-- Exercise description --
Extract the full listing verbatim and drop any pictures from your copy.

--- START ---

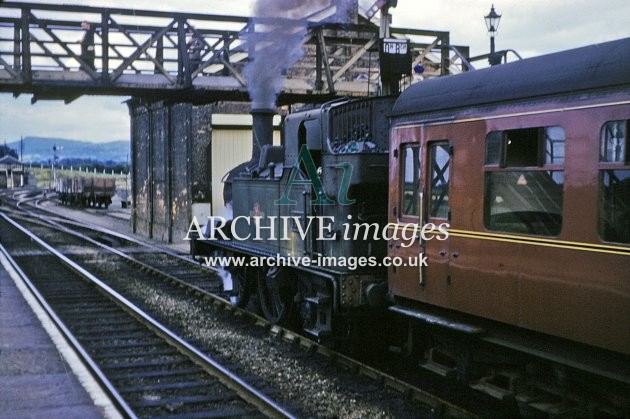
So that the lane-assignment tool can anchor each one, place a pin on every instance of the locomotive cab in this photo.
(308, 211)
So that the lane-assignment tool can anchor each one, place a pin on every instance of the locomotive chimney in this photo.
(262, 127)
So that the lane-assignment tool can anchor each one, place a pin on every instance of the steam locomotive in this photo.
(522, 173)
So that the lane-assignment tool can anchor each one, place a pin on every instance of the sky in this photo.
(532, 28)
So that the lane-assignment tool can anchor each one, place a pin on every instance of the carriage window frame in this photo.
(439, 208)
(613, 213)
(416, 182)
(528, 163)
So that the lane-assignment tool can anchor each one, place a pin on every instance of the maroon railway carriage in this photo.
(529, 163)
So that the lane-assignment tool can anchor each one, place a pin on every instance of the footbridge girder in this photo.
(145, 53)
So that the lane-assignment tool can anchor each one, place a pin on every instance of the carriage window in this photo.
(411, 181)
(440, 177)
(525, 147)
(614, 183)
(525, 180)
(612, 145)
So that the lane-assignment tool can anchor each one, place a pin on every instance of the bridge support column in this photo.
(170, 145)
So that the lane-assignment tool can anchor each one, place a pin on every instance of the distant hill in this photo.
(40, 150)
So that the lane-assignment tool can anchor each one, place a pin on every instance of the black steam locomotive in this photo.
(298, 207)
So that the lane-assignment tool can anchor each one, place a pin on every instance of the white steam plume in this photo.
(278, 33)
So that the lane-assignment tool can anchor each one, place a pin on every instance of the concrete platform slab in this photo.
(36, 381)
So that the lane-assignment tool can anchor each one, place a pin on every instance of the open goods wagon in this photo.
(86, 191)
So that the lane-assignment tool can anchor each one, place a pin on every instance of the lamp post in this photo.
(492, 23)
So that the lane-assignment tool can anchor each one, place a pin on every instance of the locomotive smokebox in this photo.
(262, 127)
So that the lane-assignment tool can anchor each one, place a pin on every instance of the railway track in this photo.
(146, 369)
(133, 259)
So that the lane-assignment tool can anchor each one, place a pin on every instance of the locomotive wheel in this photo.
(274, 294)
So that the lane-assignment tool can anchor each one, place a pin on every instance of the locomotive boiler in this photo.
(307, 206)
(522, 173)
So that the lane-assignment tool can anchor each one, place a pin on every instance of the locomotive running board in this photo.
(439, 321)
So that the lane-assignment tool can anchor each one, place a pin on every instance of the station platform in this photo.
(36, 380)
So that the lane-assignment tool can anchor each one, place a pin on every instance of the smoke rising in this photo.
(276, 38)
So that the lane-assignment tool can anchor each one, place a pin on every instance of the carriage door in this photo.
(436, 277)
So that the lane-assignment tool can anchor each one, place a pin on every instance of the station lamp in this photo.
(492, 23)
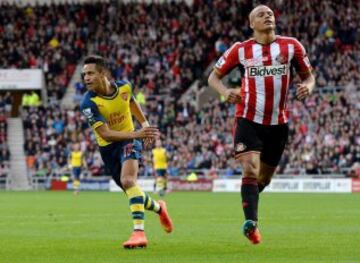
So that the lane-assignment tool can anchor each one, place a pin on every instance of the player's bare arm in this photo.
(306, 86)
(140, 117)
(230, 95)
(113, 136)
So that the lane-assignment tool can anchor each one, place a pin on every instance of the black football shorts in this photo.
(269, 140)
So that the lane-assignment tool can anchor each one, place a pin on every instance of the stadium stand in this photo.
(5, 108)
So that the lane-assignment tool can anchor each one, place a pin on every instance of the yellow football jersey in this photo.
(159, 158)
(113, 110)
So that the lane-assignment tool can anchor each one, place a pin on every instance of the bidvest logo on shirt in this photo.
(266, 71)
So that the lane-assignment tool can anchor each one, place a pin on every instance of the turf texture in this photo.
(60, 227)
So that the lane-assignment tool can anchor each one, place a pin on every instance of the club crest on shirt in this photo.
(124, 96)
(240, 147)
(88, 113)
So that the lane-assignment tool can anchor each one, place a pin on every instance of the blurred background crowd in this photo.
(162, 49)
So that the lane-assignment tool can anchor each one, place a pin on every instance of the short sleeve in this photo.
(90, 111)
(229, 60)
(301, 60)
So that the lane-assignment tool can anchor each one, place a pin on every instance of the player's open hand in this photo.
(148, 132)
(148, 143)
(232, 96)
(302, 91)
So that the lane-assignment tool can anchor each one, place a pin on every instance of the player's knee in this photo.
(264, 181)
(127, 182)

--- END ---

-- Expected answer --
So that the lane-assignment tool can anchor each one, place a pin on every instance of the locomotive cab in this photo.
(308, 211)
So that the lane-assignment tool can anchor each one, place a pin on every instance of the locomotive chimney in this photo.
(262, 127)
So that the lane-assignment tool can anchor each one, place a pin on every instance of the steam locomotive in this photo.
(522, 173)
So that the lane-assignment tool can anchor each one, place a pin on every instance of the sky in this photo.
(532, 28)
So that the lane-assignment tool can anchor each one, place a pin on every instance of the carriage window frame in this photo.
(439, 208)
(613, 213)
(416, 182)
(528, 163)
So that the lane-assignment tool can anchor each one, place a pin on every instance of the maroon railway carriage in this photo.
(529, 163)
So that the lane-assignment tool can anchor each one, place a pin on every instance of the footbridge girder in this photo.
(145, 53)
So that the lane-assignment tool can anchor each one, place a pin on every instance of the carriage window in this photo.
(411, 181)
(440, 177)
(525, 147)
(614, 183)
(525, 180)
(612, 145)
So that the lane-assignment tool can anchor each one, place a pin on every instance of the bridge support column in this photo.
(170, 145)
So that the lane-assignment tool can anchor each one, place a pin on every instance of the distant hill in this photo.
(40, 150)
So that the lane-assignment tool can anchor each one, place a pin on every instance of the black steam locomotive in this photo.
(298, 207)
So that the lane-assignment tool can anchor each one, place a pin on every instance of the white steam plume in this photo.
(278, 33)
So that the lane-assignment tool can anchor each one, place a pin on every instance of the concrete platform slab in this photo.
(36, 381)
So that the lane-assignment tool can anchor each one, place a pin on every instance of the open goods wagon in this photo.
(86, 191)
So that the lane-assignment tool can anchor each one, place a pin on every instance of the lamp post in this photo.
(492, 23)
So that the lane-assignment tool can anchor each one, place a pin on every instance of the locomotive smokebox in this photo.
(262, 127)
So that the lane-assignment tool can anchor each one, place a pin on every instance of the railway track in this photo.
(146, 369)
(133, 259)
So that the lane-assignment tool can anchor each one, place a pin on every instance of the locomotive wheel in this photo.
(274, 294)
So that the lane-assignment tool can anchor each one, place a pin on every instance of the locomotive boiler in this photo.
(307, 206)
(522, 173)
So that the lane-assignment tool can anchor each one, place a pin on every instance of the locomotive running board in this photo.
(439, 321)
So that the lane-assignment tool can anchor each one, place a pin on every instance of the station platform in this photo.
(36, 380)
So that the lane-assignment tool can anchor each one, place a pin on every instance of the smoke rising in this photo.
(276, 38)
So that the lane-assignment tool can anchor each one, place a pin on every instance of the carriage door in this photo.
(436, 277)
So that the lane-assignment tool can anchor each one, place a pin on every instance of the station lamp in this photo.
(492, 23)
So that the lane-assignment tool can anchor each one, place a pin on every instance of the player's bare arm in this photo.
(306, 86)
(140, 117)
(230, 95)
(113, 136)
So that the lane-assignment tool can anchor each one, place a pin on every instance of the black football shorts in this photo.
(269, 140)
So that the lane-assignment tool can anchor each one, place a pin on every instance of the stadium stand in this photo.
(5, 108)
So that the lane-assignment tool can anchor each one, place a pin on every instance of the yellow football jersey in this photo.
(159, 158)
(113, 110)
So that the lane-assignment tool can anchor each one, place a pin on every instance of the bidvest logo on shirt in this photo.
(266, 71)
So that the lane-assignment tool can anchor each one, place a pin on every instance of the turf texture in this photo.
(60, 227)
So that the lane-assignment tool can anchor each one, place a pin on every instance of the club crest on shirt in this photo.
(124, 96)
(240, 147)
(88, 113)
So that the lane-assignment tool can anchor each one, place a pin on every instance of the blurred background crowd in this photo.
(162, 49)
So that the lane-assignment tool can anchor each one, place a pin on every instance of the short sleeve in this photo.
(90, 111)
(229, 60)
(301, 60)
So that the lane-assignment tool can anchor each one, place a pin on every instance of the player's open hand in this photo.
(148, 132)
(148, 143)
(232, 96)
(302, 91)
So that the lane-assignment tool can anchor each one, place a pin on every instance of the player's knee in this photo.
(264, 181)
(127, 182)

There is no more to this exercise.